--- MATERIAL TO PROCESS ---
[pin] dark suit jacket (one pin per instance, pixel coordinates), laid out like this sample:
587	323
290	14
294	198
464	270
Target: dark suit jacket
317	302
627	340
---
EXERCISE DETAILS
Rewrite the rows above, replacing every occurrence of "dark suit jacket" with "navy suit jacket" and leaving everything else as it is.

ANSWER TO THE TASK
[pin] navy suit jacket (one pin per instance, pixel coordinates), laid out like this sample:
587	323
290	14
294	198
464	270
Target: navy suit jacket
317	302
627	340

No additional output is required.